▸ **WHAT TO WORK ON**:
a: According to the press release on macular degeneration, how many adults over 65 suffer from age-related macular degeneration today?
b: Copy out the press release on macular degeneration word for word from "Typical symptoms include" to "from the sun.".
EXTRACTED TEXT below:
MIAMI,. Feb. 18, 2011 /PRNewswire/ -- February is Age-related Macular Degeneration and Low Vision Awareness month, providing an opportunity to inform and educate the public on the leading cause of vision loss for adults over the age of 65. Today, over 15 million of these adults suffer from age-related macular degeneration, a number that is expected to grow considerably as the baby boomer generation begins heading into retirement age. While the risks are growing, awareness and education is key to treating and saving the eyesight of millions.
World-renowned ophthalmologist, Dr. Salomon Melgen urges at-risk Americans to prevent age-related eye problems by having regular eye exams, and to talk with their eye doctors about low-vision rehabilitation if they have visual impairments. Because the progression of macular degeneration tends to be slow, patients often ignore the initial warning signs or wait until their vision has become severely deteriorated to come in for an office visit. "Early diagnosis and treatment can delay or halt the progression of macular degeneration," Dr. Melgen assures.
Typical symptoms include fuzzy or blurred areas, distorted lines and wavy edges, faded color vision, difficulty reading and recognizing faces, vision that varies day-to-day, or dark spots in your central vision. According to Dr. Melgen, "an ophthalmologist may be able to detect early signs of the disease before symptoms appear. Therefore, it is very important to have regular eye examinations to detect AMD." Fortunately, there are techniques that enable physicians to detect the presence of an eye disease, even in the absence of symptoms, allowing for early treatment that staves off future vision deterioration.
Additional preventive measures that can be taken include not smoking, eating healthy, staying active, controlling your blood pressure and protecting your eyes from the sun.
End of EXTRACTED TEXT.
DATA LISTING below:
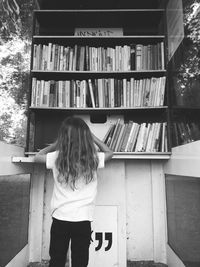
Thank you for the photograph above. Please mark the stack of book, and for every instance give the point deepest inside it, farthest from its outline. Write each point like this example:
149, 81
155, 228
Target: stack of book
185, 132
99, 93
135, 137
55, 57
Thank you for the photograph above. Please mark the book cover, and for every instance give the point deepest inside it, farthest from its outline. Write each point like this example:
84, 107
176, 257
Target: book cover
91, 93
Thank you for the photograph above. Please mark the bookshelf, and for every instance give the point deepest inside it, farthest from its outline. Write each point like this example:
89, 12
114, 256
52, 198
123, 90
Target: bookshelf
102, 77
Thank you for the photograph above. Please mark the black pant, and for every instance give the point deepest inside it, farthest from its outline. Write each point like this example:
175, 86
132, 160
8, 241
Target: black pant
61, 233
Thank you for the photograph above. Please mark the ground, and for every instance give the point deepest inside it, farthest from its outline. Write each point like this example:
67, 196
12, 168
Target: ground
129, 264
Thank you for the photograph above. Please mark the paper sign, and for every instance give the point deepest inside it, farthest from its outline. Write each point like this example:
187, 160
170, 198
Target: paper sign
98, 31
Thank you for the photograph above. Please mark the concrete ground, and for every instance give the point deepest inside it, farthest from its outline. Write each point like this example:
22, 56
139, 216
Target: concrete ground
129, 264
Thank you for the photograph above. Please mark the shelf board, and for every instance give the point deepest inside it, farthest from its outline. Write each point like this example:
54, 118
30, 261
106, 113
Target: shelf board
51, 19
125, 37
117, 155
90, 109
138, 10
44, 74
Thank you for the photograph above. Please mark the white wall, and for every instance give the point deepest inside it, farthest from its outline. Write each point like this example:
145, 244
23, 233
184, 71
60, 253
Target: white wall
137, 188
146, 211
7, 151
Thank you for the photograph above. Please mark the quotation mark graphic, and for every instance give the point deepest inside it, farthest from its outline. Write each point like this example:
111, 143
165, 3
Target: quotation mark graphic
99, 238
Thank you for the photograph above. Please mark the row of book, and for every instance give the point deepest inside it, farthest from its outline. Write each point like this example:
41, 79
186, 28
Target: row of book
135, 137
185, 132
54, 57
99, 93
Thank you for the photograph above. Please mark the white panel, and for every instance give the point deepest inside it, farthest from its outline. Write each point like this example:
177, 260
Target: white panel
47, 220
104, 248
36, 213
172, 259
6, 166
111, 192
184, 160
20, 260
139, 211
159, 212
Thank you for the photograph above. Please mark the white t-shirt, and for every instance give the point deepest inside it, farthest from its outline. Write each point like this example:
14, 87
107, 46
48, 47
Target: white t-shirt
73, 205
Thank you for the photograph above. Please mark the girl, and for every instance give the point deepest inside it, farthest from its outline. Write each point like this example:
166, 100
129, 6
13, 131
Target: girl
74, 161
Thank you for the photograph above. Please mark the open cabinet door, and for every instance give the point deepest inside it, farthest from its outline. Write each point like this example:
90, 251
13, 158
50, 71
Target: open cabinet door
182, 176
14, 208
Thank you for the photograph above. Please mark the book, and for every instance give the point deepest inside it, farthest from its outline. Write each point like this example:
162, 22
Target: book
91, 93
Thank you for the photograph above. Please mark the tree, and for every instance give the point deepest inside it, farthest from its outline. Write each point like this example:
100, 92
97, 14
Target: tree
15, 45
187, 58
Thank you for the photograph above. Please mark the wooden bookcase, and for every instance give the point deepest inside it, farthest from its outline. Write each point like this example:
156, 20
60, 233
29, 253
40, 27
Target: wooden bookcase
140, 26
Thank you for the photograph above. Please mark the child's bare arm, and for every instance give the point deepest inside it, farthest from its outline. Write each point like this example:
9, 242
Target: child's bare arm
104, 148
40, 157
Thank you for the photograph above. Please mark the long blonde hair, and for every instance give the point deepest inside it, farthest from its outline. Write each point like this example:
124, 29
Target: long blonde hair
77, 155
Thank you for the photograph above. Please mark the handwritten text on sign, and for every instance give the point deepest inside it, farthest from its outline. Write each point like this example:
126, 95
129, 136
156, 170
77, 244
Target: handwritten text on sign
98, 31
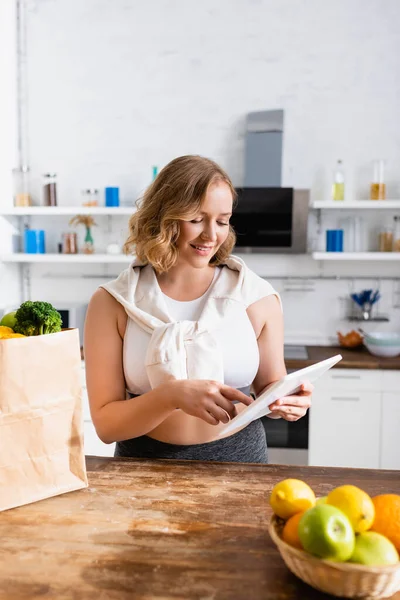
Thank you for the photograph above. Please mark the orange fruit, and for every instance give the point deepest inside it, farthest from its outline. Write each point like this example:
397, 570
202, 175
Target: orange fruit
387, 517
290, 533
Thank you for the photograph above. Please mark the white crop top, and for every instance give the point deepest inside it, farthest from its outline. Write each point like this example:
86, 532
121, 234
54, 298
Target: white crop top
235, 337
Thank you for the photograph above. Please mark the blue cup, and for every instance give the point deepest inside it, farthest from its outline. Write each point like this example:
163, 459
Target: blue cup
334, 240
34, 241
112, 196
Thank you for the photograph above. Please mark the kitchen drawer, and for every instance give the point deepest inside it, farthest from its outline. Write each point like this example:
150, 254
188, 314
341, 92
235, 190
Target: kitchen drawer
391, 381
92, 443
345, 429
350, 379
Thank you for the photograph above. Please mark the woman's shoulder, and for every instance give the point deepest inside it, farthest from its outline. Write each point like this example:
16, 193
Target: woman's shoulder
253, 286
102, 301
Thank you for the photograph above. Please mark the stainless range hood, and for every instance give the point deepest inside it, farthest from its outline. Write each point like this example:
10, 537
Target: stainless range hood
268, 217
263, 152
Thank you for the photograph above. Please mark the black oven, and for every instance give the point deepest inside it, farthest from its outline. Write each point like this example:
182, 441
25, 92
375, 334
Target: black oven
287, 434
268, 219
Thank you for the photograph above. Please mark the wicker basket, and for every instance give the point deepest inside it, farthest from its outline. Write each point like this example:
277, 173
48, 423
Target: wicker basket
339, 579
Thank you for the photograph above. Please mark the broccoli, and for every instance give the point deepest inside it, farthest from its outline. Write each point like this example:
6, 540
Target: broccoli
37, 318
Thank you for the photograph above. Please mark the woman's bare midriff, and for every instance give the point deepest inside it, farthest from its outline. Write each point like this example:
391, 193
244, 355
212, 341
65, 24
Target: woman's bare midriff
180, 428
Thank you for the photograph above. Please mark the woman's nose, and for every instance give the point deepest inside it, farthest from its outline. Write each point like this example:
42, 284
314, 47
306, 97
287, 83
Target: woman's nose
210, 232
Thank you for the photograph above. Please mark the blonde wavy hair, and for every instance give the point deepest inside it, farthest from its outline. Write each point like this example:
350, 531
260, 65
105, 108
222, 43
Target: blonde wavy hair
177, 193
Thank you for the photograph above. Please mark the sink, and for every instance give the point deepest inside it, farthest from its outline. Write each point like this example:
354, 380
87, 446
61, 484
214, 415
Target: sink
295, 352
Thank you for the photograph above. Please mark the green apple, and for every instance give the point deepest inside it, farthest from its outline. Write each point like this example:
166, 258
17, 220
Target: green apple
374, 550
325, 531
8, 320
322, 500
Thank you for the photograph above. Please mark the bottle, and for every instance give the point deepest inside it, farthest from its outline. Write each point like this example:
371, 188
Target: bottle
90, 197
50, 189
21, 186
396, 234
386, 240
378, 187
338, 182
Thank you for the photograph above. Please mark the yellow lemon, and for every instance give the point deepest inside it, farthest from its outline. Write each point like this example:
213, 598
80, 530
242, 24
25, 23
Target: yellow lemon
291, 496
356, 505
290, 532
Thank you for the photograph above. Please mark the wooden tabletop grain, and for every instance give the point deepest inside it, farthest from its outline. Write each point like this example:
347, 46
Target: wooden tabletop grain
354, 358
161, 530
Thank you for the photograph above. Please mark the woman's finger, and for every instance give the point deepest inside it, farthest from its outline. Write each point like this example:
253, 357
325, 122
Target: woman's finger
306, 388
304, 401
290, 413
226, 405
218, 413
209, 418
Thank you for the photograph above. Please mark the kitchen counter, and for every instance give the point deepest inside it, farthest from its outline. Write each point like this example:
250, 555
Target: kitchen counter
161, 529
357, 358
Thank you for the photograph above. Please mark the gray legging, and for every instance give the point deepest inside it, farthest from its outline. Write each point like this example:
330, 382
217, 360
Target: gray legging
248, 445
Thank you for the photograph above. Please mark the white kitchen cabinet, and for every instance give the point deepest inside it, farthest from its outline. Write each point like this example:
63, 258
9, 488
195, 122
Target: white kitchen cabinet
390, 430
345, 419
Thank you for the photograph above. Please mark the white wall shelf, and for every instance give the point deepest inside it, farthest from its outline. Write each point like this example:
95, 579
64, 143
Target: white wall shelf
356, 204
58, 211
65, 258
388, 256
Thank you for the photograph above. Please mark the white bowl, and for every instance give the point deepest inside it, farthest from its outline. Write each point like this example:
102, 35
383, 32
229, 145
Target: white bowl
386, 351
383, 338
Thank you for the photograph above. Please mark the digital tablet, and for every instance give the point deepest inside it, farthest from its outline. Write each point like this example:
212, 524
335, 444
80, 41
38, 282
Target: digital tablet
290, 384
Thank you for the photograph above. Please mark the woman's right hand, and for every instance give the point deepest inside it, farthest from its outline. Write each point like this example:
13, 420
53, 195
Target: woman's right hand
209, 400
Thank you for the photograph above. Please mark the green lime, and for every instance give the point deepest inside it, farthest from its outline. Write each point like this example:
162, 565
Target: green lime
8, 320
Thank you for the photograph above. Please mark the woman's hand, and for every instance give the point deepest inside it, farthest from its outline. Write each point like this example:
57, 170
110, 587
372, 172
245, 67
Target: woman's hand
206, 399
292, 408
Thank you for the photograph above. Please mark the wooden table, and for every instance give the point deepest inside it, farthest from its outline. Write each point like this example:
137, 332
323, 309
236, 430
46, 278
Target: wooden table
355, 358
161, 530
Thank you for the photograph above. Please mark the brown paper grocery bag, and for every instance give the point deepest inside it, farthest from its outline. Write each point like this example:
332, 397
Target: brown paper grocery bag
41, 425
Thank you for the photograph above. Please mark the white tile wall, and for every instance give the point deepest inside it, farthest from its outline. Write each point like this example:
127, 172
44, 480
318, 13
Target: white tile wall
116, 86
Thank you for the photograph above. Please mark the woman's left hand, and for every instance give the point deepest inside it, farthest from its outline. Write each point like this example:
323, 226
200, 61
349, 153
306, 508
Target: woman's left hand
292, 408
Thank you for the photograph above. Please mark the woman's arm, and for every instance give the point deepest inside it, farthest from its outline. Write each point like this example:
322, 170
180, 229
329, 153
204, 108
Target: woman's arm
267, 319
116, 418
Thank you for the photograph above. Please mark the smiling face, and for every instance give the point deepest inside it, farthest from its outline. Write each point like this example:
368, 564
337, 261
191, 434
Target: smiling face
201, 237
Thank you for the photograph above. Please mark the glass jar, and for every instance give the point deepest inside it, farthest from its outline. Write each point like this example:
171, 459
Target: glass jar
69, 243
21, 186
396, 234
50, 189
90, 197
338, 182
386, 240
378, 186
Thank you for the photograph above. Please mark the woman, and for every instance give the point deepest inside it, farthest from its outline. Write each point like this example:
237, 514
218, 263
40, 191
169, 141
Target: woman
173, 345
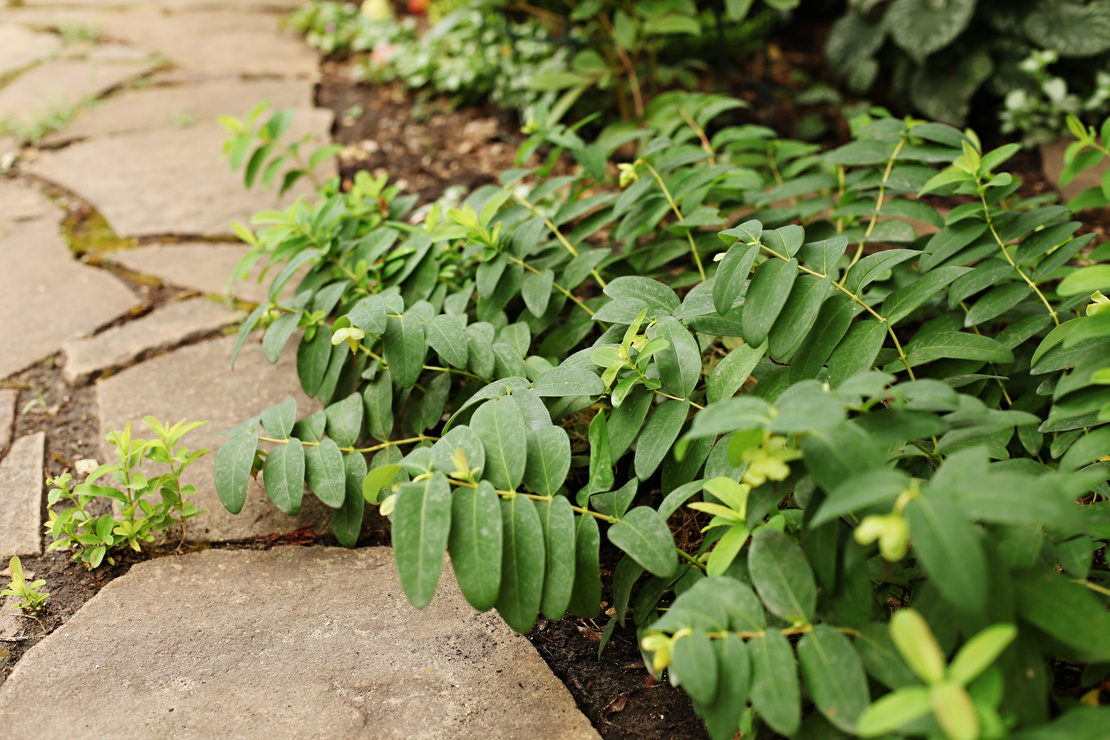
End of DATA LISTING.
▸ **ANSWERS BY TASK**:
a: Over 15 million.

b:
Typical symptoms include fuzzy or blurred areas, distorted lines and wavy edges, faded color vision, difficulty reading and recognizing faces, vision that varies day-to-day, or dark spots in your central vision. According to Dr. Melgen, "an ophthalmologist may be able to detect early signs of the disease before symptoms appear. Therefore, it is very important to have regular eye examinations to detect AMD." Fortunately, there are techniques that enable physicians to detect the presence of an eye disease, even in the absence of symptoms, allowing for early treatment that staves off future vision deterioration.
Additional preventive measures that can be taken include not smoking, eating healthy, staying active, controlling your blood pressure and protecting your eyes from the sun.